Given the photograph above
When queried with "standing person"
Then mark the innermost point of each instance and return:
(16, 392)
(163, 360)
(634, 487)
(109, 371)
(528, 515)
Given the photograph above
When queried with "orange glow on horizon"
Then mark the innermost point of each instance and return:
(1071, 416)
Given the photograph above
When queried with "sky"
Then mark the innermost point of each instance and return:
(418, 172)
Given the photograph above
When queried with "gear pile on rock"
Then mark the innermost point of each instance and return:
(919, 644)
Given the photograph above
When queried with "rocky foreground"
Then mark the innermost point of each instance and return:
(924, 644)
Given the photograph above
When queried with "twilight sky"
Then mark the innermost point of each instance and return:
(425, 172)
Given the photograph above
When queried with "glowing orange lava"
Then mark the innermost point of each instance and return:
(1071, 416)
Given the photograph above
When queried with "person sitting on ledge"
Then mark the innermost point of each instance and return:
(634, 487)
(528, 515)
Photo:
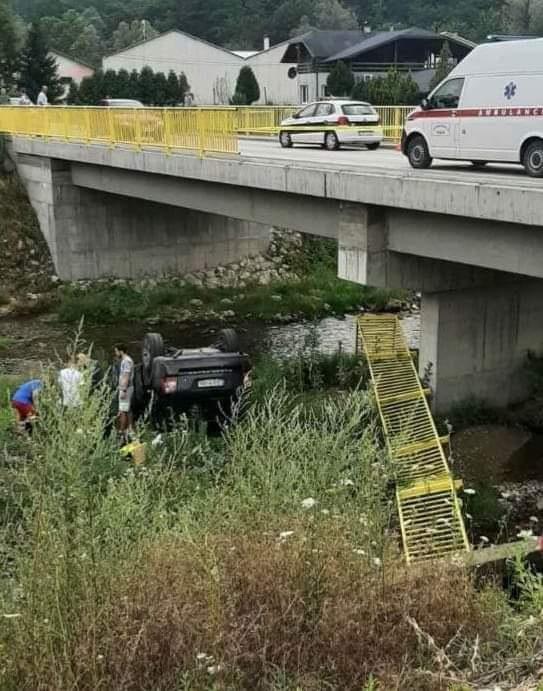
┄┄┄┄┄┄┄┄┄┄┄┄┄┄┄┄┄┄┄┄
**What you are asked to do:** Report every line of the records above that contains the word "with", copying each such line in full.

**Result for this exercise:**
When queried with "standing person"
When queried with "orange glow on horizon"
When queried with "sky"
When queried with "gear pile on rock"
When queried with "rocky foreground"
When queried with "twilight sky"
When queried with "glowing orange lava"
When queried with "person sitting on ledge"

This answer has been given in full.